In the records below, find the line with "Check that every instance of the church with" and repeat it and every line after it, exactly, without any pictures.

-- Supplied data start --

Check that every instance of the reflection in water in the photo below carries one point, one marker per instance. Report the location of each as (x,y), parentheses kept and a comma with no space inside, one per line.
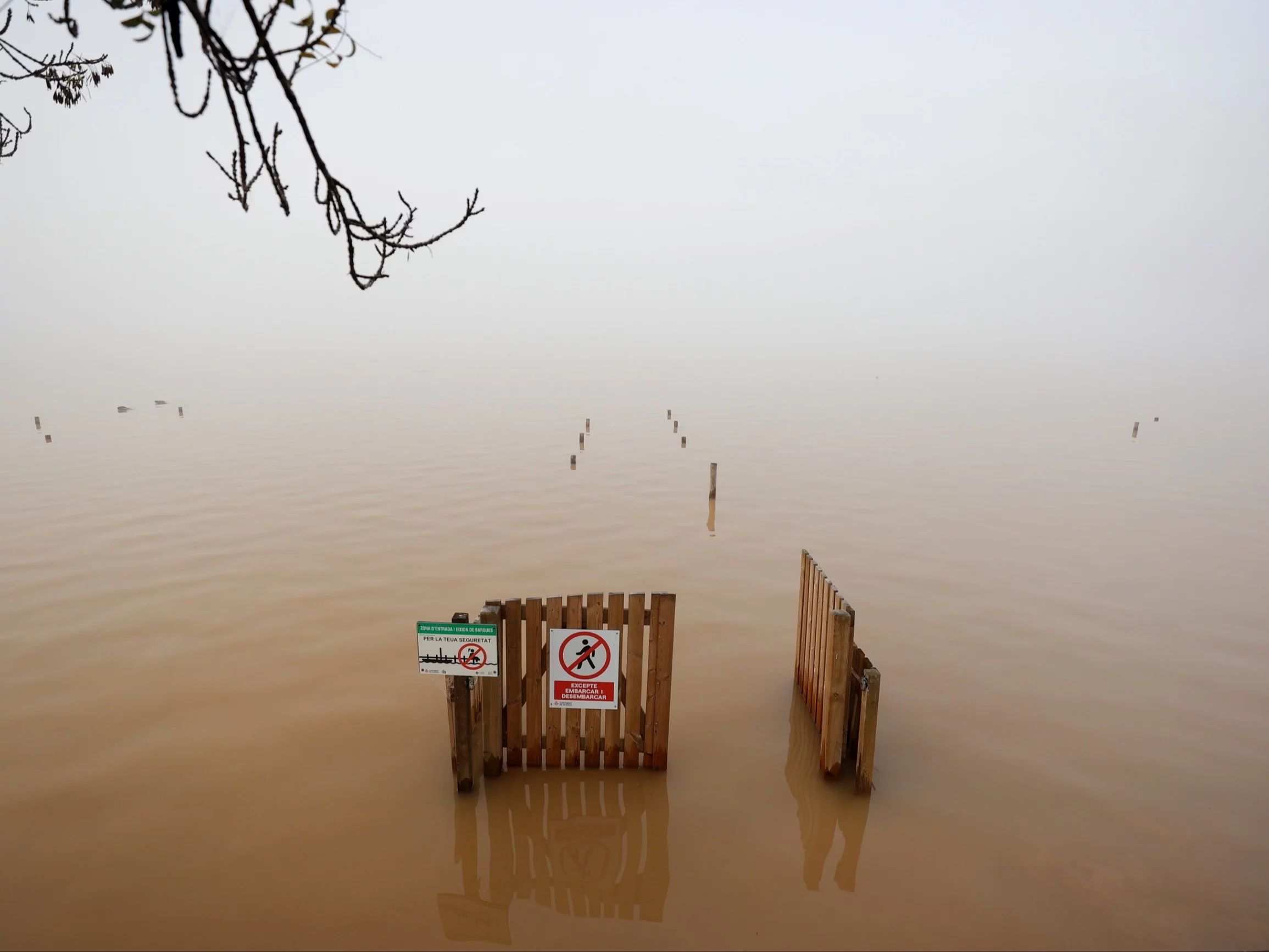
(823,806)
(589,846)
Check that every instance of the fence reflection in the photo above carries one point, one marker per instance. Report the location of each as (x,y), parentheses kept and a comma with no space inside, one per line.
(823,808)
(587,846)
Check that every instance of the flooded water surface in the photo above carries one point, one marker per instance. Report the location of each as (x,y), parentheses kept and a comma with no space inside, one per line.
(214,732)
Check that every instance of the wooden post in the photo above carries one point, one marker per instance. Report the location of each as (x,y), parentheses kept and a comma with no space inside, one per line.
(869,730)
(650,711)
(664,622)
(572,716)
(514,686)
(492,704)
(801,626)
(555,620)
(595,622)
(839,695)
(613,719)
(461,711)
(533,681)
(632,696)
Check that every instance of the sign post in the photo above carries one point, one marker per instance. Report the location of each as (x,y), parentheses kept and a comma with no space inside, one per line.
(586,668)
(469,650)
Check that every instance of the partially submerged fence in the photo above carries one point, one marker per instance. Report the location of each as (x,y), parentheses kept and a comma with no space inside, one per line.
(841,686)
(505,722)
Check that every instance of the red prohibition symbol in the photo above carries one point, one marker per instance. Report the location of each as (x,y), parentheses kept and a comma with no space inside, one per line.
(584,655)
(471,660)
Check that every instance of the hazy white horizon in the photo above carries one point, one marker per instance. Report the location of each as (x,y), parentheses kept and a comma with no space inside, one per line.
(918,190)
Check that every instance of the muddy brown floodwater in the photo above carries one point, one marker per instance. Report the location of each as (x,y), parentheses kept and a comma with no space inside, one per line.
(214,732)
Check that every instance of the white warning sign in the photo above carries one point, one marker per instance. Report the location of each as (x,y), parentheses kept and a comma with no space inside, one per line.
(586,668)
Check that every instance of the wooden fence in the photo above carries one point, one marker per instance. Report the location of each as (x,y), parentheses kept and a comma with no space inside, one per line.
(842,687)
(505,722)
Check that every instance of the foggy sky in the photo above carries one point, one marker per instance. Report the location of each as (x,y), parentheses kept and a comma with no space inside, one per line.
(914,182)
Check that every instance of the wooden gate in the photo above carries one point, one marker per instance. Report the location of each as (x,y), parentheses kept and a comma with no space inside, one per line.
(505,722)
(839,683)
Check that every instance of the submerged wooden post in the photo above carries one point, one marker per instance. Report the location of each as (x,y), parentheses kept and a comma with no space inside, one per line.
(492,705)
(632,688)
(663,628)
(460,695)
(838,693)
(869,730)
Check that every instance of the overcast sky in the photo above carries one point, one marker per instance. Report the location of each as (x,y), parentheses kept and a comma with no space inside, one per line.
(1013,181)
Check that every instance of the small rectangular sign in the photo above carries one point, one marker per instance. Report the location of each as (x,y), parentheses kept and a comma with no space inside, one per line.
(586,668)
(446,648)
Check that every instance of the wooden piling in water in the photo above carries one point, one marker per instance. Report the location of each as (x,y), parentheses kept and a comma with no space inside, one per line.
(512,678)
(533,681)
(838,693)
(554,715)
(869,730)
(612,745)
(632,687)
(492,705)
(595,622)
(572,716)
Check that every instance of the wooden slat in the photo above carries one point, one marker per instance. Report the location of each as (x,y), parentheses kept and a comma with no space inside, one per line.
(555,620)
(632,697)
(461,709)
(533,681)
(512,638)
(650,711)
(869,732)
(838,695)
(613,719)
(814,671)
(492,702)
(572,716)
(595,622)
(801,622)
(664,677)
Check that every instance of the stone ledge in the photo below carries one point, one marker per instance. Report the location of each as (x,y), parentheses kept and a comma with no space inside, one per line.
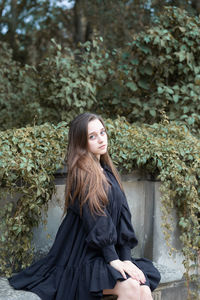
(169,291)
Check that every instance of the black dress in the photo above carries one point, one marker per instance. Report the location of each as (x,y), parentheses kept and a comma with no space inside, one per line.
(77,266)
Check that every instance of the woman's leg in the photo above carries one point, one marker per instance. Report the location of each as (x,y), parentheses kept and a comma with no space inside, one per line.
(125,290)
(145,293)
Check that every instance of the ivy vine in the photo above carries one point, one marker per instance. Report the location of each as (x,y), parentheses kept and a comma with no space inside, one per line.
(29,158)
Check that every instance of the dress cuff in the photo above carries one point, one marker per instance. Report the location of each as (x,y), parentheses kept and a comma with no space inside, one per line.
(109,253)
(125,253)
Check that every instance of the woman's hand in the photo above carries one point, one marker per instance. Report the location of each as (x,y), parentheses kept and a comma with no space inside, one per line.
(128,267)
(135,271)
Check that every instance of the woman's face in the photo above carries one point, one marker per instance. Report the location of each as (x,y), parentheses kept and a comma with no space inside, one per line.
(97,138)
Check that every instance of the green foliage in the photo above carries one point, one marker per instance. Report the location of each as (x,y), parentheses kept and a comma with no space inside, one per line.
(58,89)
(28,159)
(30,156)
(159,70)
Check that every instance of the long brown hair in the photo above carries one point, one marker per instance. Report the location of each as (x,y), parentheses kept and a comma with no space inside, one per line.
(85,179)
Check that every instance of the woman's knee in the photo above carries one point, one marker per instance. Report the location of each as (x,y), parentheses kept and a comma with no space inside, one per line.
(145,293)
(131,288)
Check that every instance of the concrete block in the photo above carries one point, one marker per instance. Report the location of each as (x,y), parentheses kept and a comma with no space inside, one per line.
(171,263)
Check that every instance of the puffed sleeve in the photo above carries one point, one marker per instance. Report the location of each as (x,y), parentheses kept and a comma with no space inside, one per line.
(126,235)
(100,232)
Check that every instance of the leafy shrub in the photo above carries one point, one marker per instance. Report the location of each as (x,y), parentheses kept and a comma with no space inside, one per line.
(30,156)
(159,70)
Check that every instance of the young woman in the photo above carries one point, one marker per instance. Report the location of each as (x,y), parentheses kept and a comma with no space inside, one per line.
(91,254)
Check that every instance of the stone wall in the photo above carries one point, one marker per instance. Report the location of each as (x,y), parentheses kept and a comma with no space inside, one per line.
(144,200)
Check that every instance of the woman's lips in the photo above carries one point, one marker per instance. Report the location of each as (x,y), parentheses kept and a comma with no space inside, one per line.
(103,146)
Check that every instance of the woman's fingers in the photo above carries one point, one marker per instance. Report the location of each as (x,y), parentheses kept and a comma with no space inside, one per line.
(135,272)
(128,268)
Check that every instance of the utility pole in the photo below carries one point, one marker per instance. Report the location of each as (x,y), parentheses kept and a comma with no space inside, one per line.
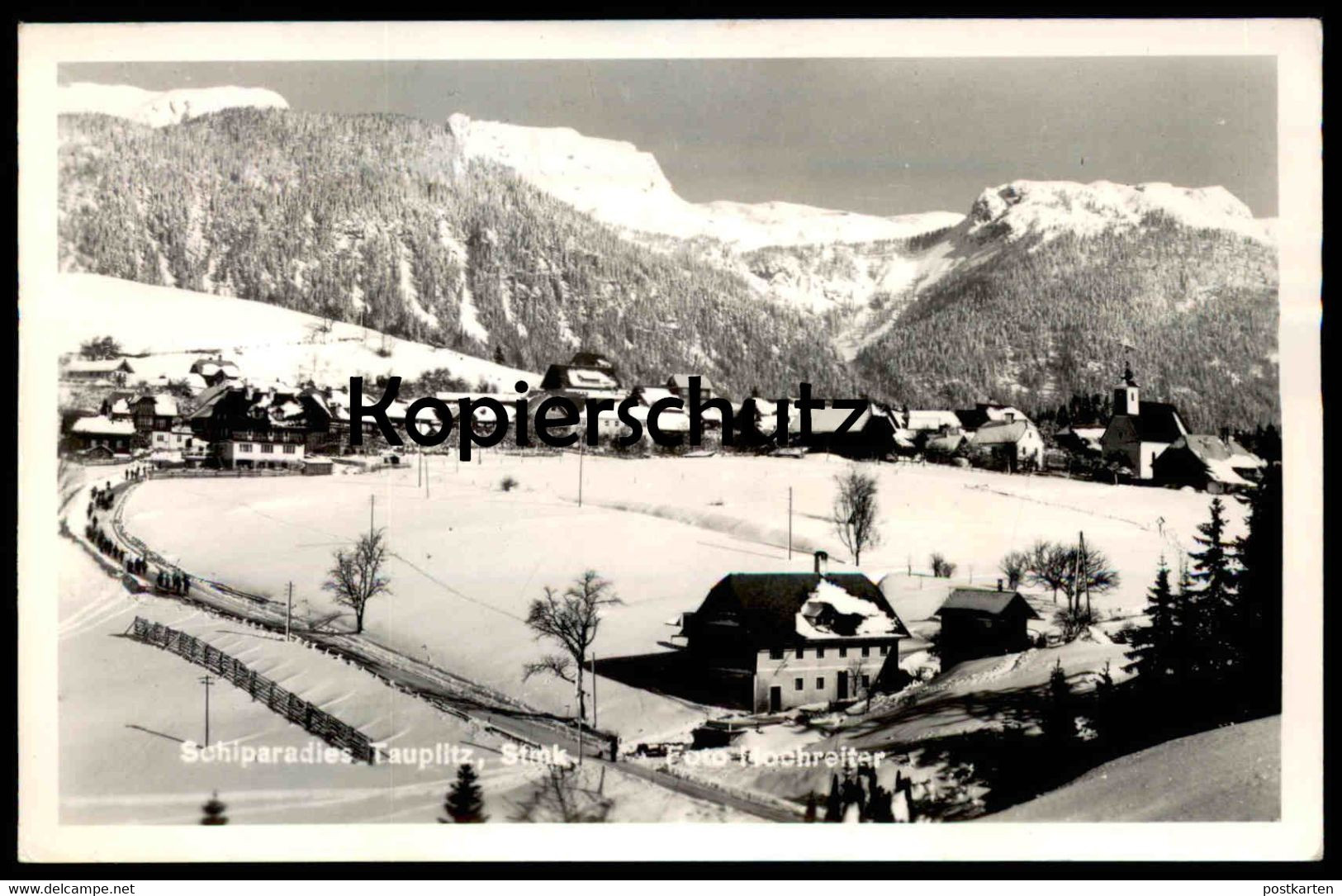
(790,522)
(581,721)
(208,681)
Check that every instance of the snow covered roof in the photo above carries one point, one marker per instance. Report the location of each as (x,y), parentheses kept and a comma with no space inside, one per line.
(103,427)
(769,608)
(983,600)
(164,405)
(652,395)
(102,365)
(932,420)
(827,420)
(831,612)
(998,432)
(680,382)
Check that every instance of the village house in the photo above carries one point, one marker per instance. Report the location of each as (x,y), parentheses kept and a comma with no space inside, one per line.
(586,376)
(109,372)
(1140,431)
(933,421)
(100,436)
(871,436)
(798,638)
(154,414)
(216,371)
(116,404)
(1013,444)
(680,385)
(985,412)
(1209,463)
(251,428)
(979,621)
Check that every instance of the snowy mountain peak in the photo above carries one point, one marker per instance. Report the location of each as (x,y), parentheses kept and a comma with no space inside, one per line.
(620,185)
(1048,208)
(159,109)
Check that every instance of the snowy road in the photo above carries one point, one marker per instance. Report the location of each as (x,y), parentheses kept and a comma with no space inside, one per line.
(444,690)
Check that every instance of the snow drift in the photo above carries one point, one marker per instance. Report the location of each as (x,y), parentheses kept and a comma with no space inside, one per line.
(161,107)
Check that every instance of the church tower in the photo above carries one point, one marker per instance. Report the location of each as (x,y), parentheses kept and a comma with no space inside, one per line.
(1126,397)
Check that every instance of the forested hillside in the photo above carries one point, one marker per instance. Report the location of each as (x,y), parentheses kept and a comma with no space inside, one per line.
(372,219)
(1193,311)
(380,220)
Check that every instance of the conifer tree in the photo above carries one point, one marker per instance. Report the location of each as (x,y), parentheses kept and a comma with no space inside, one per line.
(1150,657)
(1259,585)
(465,803)
(1213,642)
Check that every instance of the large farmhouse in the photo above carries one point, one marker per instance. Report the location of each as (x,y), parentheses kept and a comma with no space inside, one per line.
(1211,463)
(801,638)
(1140,431)
(870,436)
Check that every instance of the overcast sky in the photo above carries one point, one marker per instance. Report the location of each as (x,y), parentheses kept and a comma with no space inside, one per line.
(886,137)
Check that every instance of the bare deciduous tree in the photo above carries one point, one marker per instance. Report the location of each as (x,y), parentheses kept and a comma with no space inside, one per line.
(356,576)
(560,797)
(1015,567)
(855,513)
(1047,567)
(571,620)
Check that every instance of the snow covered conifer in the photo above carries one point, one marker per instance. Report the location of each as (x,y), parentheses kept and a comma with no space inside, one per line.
(465,801)
(1150,657)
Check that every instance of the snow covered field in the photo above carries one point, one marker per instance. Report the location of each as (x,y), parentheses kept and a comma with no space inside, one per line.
(468,558)
(266,341)
(128,709)
(1226,775)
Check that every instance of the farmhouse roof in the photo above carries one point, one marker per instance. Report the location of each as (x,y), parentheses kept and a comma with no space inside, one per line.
(1157,421)
(680,382)
(768,603)
(983,600)
(164,405)
(932,419)
(828,420)
(101,365)
(103,427)
(1000,432)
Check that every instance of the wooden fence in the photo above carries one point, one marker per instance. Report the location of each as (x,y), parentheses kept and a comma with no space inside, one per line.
(286,703)
(206,472)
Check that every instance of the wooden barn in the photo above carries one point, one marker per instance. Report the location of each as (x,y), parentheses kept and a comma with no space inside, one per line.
(980,621)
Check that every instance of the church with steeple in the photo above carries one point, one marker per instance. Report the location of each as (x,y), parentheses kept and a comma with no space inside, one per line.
(1140,431)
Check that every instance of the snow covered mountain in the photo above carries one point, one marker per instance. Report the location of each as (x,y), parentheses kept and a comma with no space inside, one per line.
(619,185)
(160,109)
(525,244)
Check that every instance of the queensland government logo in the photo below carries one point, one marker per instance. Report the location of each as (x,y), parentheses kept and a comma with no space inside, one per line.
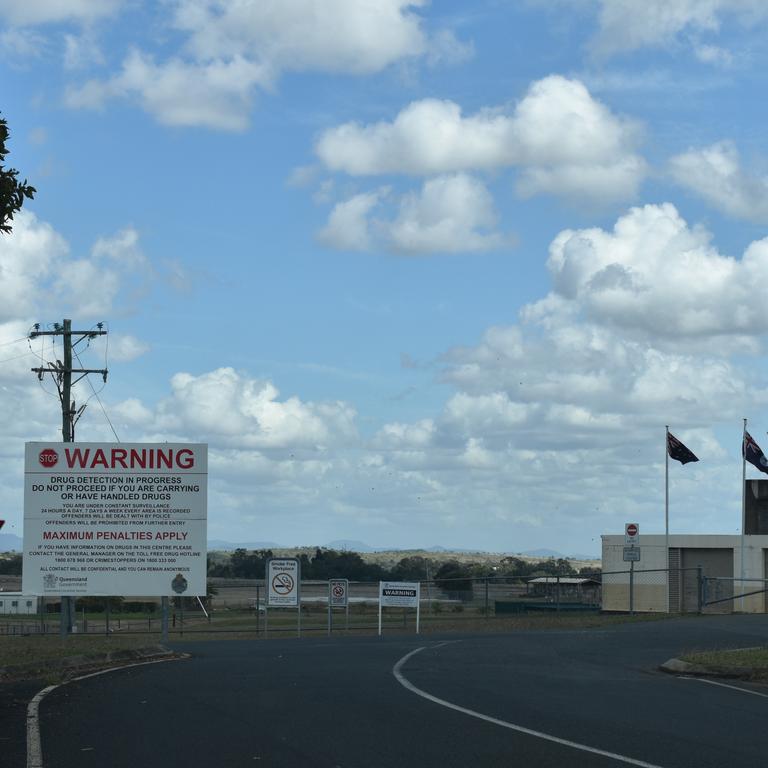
(48,457)
(50,581)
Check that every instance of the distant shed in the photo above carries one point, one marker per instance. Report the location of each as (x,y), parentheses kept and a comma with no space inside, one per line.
(16,603)
(572,588)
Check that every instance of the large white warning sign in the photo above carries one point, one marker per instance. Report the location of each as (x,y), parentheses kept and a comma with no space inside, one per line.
(399,594)
(115,519)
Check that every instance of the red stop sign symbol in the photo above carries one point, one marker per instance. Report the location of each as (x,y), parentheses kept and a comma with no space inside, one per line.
(48,457)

-- Supplied data end --

## Exercise result
Check that every instance of the church with steeple in the photo above carries one point, one marker per instance. Report the location of each as (x,y), parentheses kept and a comma with no space inside, one per line.
(1140,431)
Check that every instance of the snow covered mountain in the photo above carries one point, one marker per instance. Report the location of each as (x,y), parentheses kept and a comma with no space inside, one per line.
(619,185)
(160,109)
(525,244)
Check that every instance of the queensland government logo in the photo below carries one point, one marker per instance. Report the location of each as (x,y), parentheses kept and a comma with no space inside, one per line.
(48,457)
(50,581)
Check that every instance of the distant shed in the photo above carries one point, one marker per instance. Report the location of each as (x,y), parentheses kept and a comma with no space inside, one per line.
(16,603)
(572,588)
Check that every instance of the large white warning sign in the photo above carries one point, one marker per instance. Report the location of each as (x,y), parentheses kept and a comma with no space inside, one per line.
(399,594)
(115,519)
Check that every instance of the red stop sign symbol in the photo above carries one point, one marker per instance. Report the location of each as (x,y), parentheses kept and a comma with no space inside, one per line.
(48,457)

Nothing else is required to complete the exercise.